A night of interactive fun at Celebration of Student Writing event

First-year students from Critical Thinking and Writing class host interactive booths of their projects at Fluor Fountain.


Kate Bomar//CHIMES

Biolans participate in the Celebration of Student Writing.

Patricia Yang, Staff Writer

Jazz music serenaded students walking up the stairs by Common Grounds Cafe. Booths lined the outside perimeter of Fluor Fountain. Faculty and students alike roamed freely as they carried tickets, bought treats and investigated booths. The jazz musicians riffed and the choir sang as a crowd gathered to enjoy the live music. The evening buzzed with excitement for the Celebration of Student Writing event, hosted by the English department’s writing program.


Dr. Christine Watson of the English Writing Program helped arrange and direct CSW. This event was part of the curriculum for a first-year English class, Critical Thinking and Writing.

Students presented the projects they created individually or in groups. 

“It’s kind of like a remix of something that they’ve learned. They take what they’ve learned and they turn it into something creative for public audiences,” Watson said.

One booth was titled: Science of Persuasion. Equipped with a colorful spin-the-wheel and several covered bowls, this project shared the different types of persuasive technique.

Instructions for the task - Please extend the article about the Celebration of Student Writing event, picking up after its last sentence.

Record set -

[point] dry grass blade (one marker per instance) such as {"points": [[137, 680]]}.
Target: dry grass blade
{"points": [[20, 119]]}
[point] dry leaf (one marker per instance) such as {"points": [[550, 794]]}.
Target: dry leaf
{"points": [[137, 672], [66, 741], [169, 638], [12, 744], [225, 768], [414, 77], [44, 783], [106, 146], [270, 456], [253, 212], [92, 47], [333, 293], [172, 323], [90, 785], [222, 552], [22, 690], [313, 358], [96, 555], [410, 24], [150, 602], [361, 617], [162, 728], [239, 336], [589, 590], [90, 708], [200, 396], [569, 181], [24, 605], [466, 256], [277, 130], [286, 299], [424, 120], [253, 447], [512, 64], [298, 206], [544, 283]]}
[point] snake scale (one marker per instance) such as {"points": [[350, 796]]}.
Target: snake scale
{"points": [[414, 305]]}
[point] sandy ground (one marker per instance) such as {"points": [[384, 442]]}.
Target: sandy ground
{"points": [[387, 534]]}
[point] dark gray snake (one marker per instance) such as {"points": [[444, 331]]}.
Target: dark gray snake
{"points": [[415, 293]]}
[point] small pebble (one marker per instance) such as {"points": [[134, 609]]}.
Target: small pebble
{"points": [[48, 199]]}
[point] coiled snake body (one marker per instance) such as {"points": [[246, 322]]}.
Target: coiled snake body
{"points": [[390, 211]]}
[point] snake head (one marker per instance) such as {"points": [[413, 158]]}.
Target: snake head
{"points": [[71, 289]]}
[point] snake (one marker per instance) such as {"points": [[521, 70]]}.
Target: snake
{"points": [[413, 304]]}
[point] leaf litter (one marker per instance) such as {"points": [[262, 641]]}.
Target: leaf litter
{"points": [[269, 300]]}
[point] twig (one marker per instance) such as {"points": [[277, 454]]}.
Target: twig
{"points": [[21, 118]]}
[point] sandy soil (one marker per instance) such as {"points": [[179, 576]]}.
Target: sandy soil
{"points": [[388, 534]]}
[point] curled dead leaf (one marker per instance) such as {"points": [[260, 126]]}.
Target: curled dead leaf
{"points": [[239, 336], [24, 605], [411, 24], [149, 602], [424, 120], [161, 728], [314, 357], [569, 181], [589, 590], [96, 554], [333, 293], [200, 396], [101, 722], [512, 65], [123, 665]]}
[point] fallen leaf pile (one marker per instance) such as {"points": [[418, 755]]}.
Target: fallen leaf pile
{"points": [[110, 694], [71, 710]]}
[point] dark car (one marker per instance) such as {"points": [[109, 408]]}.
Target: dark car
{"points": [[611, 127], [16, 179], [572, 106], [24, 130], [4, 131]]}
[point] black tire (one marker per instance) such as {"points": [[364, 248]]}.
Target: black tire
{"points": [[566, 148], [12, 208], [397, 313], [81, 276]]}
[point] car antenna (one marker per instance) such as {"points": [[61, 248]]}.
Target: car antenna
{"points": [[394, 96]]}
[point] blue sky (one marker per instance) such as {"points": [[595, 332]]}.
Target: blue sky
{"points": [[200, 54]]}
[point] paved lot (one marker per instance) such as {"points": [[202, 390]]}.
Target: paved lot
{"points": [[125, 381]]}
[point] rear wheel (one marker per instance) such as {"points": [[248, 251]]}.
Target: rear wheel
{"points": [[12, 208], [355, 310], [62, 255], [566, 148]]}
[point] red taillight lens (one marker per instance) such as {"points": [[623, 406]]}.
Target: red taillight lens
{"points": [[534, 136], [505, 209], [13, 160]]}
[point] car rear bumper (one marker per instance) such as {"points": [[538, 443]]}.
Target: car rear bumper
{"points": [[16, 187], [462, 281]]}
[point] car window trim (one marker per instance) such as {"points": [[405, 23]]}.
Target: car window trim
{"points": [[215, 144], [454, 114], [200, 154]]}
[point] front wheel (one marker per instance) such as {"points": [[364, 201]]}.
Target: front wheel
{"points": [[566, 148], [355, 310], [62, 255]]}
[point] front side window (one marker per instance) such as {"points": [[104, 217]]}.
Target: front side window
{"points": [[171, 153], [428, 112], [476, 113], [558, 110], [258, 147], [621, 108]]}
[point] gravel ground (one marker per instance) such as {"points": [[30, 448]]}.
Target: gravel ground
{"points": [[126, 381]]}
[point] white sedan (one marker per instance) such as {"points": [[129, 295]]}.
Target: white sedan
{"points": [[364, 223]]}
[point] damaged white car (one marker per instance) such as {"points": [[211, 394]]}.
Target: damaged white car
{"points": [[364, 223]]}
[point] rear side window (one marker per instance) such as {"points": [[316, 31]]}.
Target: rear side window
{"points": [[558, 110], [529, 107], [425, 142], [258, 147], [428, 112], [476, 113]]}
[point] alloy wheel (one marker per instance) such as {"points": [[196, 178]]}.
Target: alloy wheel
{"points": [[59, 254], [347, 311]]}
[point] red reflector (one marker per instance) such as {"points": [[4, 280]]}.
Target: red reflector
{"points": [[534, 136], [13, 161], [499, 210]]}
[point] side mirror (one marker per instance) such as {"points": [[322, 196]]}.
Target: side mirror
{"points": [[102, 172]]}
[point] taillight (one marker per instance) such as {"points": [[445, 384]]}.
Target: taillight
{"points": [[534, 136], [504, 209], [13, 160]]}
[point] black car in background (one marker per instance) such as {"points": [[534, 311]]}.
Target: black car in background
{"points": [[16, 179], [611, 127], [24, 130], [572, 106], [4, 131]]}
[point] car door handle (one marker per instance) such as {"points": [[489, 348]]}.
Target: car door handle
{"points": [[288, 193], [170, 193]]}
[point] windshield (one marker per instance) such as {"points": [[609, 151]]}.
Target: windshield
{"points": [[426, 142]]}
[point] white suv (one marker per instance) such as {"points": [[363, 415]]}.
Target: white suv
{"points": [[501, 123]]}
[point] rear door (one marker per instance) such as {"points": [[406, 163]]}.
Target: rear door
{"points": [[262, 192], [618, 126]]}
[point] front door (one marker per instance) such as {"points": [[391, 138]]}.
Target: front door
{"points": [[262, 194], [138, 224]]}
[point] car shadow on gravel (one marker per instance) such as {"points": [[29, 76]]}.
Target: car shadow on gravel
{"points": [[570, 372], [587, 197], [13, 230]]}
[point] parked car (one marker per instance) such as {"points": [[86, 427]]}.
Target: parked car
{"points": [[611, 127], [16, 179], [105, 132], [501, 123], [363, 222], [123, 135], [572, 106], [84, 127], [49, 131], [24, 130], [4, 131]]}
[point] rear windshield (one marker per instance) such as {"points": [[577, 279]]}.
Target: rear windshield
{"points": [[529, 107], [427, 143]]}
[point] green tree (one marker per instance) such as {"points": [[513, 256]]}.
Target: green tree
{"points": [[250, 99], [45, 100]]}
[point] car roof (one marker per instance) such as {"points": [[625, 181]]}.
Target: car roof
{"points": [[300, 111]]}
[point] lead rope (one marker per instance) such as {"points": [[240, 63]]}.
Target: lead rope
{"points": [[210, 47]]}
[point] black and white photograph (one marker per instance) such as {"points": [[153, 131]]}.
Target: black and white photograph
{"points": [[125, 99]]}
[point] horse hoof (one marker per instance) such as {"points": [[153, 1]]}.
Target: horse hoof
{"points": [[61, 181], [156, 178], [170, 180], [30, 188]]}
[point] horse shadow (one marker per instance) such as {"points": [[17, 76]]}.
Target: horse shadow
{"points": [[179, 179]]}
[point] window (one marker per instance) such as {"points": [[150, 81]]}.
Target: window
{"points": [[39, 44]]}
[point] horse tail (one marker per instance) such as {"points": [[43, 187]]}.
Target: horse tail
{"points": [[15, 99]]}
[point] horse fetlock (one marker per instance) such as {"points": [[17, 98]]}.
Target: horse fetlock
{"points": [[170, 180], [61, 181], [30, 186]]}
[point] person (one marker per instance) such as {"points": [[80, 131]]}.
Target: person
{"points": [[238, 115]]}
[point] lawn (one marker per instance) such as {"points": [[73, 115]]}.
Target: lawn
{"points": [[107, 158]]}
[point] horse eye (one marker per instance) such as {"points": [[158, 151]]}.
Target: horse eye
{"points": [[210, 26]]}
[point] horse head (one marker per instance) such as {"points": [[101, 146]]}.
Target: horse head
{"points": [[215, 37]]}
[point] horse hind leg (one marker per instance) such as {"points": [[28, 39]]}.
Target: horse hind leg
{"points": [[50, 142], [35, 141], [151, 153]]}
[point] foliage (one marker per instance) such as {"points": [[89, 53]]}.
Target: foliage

Answer to the problem -
CSW’s logo, shaped as a triangle, read: Writing, Thinking, and Innovating. “You’re doing some writing, some critical thinking, and then you innovate an idea for an actual audience,” Watson said. 

Often, writing is thought of as a process done in a vacuum, isolated from others. Watson explained that this event encourages students to imagine their work as a collaborative activity. 

Watson also shared that CSW was designed as a high-impact practice, an active learning practice that encourages deeper learning.

She shared how research showed that students who are able to engage in material beyond the traditional classroom methods — like studying abroad, research ventures with a professor and spending time with a faculty member outside of class — allowed students to flourish more in their learning. “CSW is designed to help students internalize and remember the work they’ve been doing,” Watson said.


Another booth was called Story Building. Participants rolled a die and wrote short stories based on random prompts — many of which made people laugh.

The interactive aspect of CSW also allowed both students and audience to have an enjoyable time. “It’s supposed to be fun, almost like a carnival or a science fair,” Watson said.

Watson added that students get to receive feedback on their projects as well, furthering their learning experience. “The learning that happens is not necessarily in the investment of the project. That can be part of the learning, but oftentimes the learning happens when it’s over, and they realize, ‘wow, people were really into this,’ or, ‘oh, people didn’t really get it.’ Either way, the students learn. That’s a big component of what we’re doing. We’re allowing them to experiment with an idea,” Watson said.

Last year’s CSW event missed out on the interactive portion due to the COVID-19 situation. “People presented projects, and we did it like a gallery walk rather than interactive,” Watson said. She was happy that this year’s CSW was back to being fully interactive.

A third booth was named Visual Rhetoric, a fun bookmark-making station where one learned about the meaning of colors and their impact, and a booth nearby on the lawn had puppies.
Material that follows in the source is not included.